__Set task__
The line containing "Please point out the shoe" marks where to begin; quote it and every line after it through the end of the data, exactly as written.

──────── Records for this task

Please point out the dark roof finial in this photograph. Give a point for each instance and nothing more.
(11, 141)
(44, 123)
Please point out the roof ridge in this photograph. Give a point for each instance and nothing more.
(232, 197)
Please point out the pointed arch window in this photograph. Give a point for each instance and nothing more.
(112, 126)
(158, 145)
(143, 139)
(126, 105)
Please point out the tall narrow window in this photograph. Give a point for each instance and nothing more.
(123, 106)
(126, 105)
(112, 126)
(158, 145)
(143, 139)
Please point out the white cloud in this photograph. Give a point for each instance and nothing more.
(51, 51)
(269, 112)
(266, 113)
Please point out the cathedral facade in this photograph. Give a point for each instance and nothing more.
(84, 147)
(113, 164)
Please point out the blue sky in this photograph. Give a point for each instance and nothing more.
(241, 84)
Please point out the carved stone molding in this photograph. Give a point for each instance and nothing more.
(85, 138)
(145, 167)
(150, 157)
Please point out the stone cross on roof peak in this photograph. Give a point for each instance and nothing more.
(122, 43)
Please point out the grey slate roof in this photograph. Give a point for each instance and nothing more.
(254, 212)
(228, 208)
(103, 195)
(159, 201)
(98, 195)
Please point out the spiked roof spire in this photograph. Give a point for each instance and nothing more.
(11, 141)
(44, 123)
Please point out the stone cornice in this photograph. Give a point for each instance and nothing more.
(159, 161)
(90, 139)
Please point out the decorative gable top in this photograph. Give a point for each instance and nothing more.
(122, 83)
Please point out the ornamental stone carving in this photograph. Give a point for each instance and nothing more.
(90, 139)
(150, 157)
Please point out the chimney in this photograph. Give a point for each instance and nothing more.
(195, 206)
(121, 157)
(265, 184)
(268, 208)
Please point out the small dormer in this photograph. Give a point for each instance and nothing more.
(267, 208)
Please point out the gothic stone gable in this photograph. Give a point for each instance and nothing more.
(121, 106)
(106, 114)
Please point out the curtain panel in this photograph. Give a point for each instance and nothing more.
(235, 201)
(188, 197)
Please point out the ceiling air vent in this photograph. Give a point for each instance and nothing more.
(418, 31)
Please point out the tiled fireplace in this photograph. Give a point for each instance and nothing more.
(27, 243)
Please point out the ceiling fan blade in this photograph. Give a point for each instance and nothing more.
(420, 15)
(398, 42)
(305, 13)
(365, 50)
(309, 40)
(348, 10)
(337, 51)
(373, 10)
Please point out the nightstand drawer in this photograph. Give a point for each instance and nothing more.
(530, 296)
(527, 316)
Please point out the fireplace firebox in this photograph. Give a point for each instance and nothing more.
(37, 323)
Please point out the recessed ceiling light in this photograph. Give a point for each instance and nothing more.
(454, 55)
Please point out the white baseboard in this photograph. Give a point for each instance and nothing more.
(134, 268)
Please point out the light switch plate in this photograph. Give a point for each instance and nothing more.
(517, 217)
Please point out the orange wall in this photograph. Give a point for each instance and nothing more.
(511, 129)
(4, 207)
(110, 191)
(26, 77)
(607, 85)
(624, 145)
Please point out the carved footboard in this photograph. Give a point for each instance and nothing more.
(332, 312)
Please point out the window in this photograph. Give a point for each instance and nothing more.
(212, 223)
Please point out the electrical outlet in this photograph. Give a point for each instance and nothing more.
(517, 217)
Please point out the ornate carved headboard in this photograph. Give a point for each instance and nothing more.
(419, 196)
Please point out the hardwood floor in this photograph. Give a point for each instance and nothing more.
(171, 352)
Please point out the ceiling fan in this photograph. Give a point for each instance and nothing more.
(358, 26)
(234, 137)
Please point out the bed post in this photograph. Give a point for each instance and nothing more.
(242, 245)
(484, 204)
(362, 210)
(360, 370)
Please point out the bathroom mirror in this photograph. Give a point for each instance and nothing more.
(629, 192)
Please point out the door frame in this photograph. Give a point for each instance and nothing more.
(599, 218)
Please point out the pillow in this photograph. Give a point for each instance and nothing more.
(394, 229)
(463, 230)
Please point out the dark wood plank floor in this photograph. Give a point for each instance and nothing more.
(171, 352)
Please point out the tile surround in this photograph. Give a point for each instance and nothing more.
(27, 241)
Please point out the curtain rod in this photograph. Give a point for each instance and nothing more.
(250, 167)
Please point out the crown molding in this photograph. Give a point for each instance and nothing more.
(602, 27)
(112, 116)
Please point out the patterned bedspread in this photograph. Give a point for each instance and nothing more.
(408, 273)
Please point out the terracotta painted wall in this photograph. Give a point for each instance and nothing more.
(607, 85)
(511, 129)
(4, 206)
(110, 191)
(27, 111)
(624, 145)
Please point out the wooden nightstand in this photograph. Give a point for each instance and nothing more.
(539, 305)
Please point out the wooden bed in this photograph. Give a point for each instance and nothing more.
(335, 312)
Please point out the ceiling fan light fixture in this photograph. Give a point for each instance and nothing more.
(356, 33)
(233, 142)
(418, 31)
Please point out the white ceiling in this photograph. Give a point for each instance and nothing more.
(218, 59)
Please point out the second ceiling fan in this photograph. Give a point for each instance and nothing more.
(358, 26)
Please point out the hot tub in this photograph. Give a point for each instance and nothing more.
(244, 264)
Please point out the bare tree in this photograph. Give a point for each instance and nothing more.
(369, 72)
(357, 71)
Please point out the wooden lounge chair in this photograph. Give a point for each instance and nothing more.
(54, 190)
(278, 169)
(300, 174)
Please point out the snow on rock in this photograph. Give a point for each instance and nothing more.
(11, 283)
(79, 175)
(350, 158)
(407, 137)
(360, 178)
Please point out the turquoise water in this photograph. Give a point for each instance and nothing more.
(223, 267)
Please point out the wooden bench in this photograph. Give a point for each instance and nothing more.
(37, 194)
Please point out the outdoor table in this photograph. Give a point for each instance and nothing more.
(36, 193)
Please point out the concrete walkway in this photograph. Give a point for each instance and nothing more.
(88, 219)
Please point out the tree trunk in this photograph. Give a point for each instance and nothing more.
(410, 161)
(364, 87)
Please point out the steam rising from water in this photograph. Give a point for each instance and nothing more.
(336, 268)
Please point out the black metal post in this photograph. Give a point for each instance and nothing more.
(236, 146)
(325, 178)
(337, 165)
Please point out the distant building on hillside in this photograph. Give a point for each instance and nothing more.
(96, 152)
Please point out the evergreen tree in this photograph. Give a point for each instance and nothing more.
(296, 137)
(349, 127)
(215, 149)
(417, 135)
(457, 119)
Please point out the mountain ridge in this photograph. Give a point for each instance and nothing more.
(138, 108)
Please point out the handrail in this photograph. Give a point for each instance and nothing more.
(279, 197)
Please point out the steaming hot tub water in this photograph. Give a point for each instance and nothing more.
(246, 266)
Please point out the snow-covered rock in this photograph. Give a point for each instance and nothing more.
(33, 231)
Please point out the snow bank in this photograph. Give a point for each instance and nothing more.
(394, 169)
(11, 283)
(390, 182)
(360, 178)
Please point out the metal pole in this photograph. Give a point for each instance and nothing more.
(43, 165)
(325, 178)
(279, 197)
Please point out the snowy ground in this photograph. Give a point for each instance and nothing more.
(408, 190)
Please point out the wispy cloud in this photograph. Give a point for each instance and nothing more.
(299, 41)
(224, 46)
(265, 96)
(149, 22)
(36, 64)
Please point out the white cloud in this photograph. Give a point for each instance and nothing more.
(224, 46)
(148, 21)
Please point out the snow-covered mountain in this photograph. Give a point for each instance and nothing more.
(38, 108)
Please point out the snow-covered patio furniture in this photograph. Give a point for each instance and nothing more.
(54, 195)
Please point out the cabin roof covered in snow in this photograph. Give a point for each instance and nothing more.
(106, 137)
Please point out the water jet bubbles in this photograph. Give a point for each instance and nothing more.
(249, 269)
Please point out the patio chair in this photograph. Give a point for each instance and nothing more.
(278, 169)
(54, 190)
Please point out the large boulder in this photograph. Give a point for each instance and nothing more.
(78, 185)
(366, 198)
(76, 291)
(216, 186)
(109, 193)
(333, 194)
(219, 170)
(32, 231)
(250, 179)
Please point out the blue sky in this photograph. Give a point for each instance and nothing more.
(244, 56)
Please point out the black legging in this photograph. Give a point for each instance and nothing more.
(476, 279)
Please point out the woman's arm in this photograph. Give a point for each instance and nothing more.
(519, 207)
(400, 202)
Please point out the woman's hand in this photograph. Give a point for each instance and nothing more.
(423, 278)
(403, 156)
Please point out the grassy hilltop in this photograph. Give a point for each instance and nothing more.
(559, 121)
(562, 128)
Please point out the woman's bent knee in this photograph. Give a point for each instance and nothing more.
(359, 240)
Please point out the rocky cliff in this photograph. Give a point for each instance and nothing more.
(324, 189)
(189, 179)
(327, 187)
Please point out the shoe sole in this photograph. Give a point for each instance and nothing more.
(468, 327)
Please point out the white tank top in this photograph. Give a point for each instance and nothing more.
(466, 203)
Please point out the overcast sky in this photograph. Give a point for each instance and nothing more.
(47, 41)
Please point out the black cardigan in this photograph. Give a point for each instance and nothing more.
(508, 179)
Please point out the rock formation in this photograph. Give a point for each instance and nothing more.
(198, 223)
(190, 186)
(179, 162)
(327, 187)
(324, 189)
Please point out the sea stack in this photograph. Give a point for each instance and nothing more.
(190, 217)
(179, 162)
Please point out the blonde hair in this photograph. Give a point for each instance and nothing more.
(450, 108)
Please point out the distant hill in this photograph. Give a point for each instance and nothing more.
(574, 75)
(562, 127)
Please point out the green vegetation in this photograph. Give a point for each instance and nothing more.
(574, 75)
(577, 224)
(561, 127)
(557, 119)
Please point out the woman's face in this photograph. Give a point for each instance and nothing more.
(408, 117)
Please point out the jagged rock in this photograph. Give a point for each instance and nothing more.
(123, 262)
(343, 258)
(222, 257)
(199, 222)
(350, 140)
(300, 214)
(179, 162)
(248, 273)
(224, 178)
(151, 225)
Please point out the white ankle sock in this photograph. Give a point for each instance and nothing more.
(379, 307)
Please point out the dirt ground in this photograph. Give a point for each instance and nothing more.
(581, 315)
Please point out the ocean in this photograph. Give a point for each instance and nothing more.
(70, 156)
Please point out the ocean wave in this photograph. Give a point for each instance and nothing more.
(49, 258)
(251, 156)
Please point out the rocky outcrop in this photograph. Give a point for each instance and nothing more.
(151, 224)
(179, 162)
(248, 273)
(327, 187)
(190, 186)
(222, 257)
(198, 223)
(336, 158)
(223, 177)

────────────────

__Reply__
Please point out the shoe sole in this photograph. Give a point for each instance and nothing more.
(468, 327)
Please point out the white tank top in this photograph. Give a point for each instance and nothing more.
(466, 203)
Please point out the overcast sky in this photograph. Give a point for each instance and nothing more.
(47, 41)
Please point out the black cardigan in this photograph. Give a point for each instance and nothing more.
(508, 179)
Please point out the rock formation in this photograph. Give a point for each instance and nothing more.
(198, 223)
(190, 186)
(179, 162)
(327, 187)
(324, 189)
Please point out the sea stack in this photograph. Give a point for each instance and nothing more.
(190, 217)
(179, 162)
Please point out the blonde hair in this photograph. Give a point for each instance and nothing more.
(450, 108)
Please point out the distant hill in this photograph. Give a point for each instance and nothing more.
(574, 75)
(562, 127)
Please point out the green vegetation in this photograph. Give a point for each instance and nothing more.
(574, 75)
(577, 224)
(561, 127)
(557, 119)
Please point out the woman's face in this photograph. Give a point for each instance and nothing more.
(408, 117)
Please point out the jagged rock in this photograph. Give a point for each instance and nothing more.
(123, 262)
(343, 258)
(222, 257)
(199, 222)
(350, 140)
(300, 214)
(179, 162)
(248, 273)
(224, 178)
(151, 225)
Please point out the white ankle sock in this photograph. Give a point for each instance and nothing more.
(379, 307)
Please point out the dirt ground in this photograph. Give a point for each instance and nothing more.
(581, 315)
Please point out the ocean in this photograph. Give a point for each instance and nothing more.
(70, 156)
Please point out the ocean wave in this photograph. Give a point for each instance and nothing more.
(49, 258)
(251, 156)
Please point out the rocky outcrop in this photograph. Give a point for each instance and nothing more.
(151, 224)
(179, 162)
(248, 273)
(327, 187)
(190, 186)
(222, 257)
(198, 223)
(336, 158)
(223, 177)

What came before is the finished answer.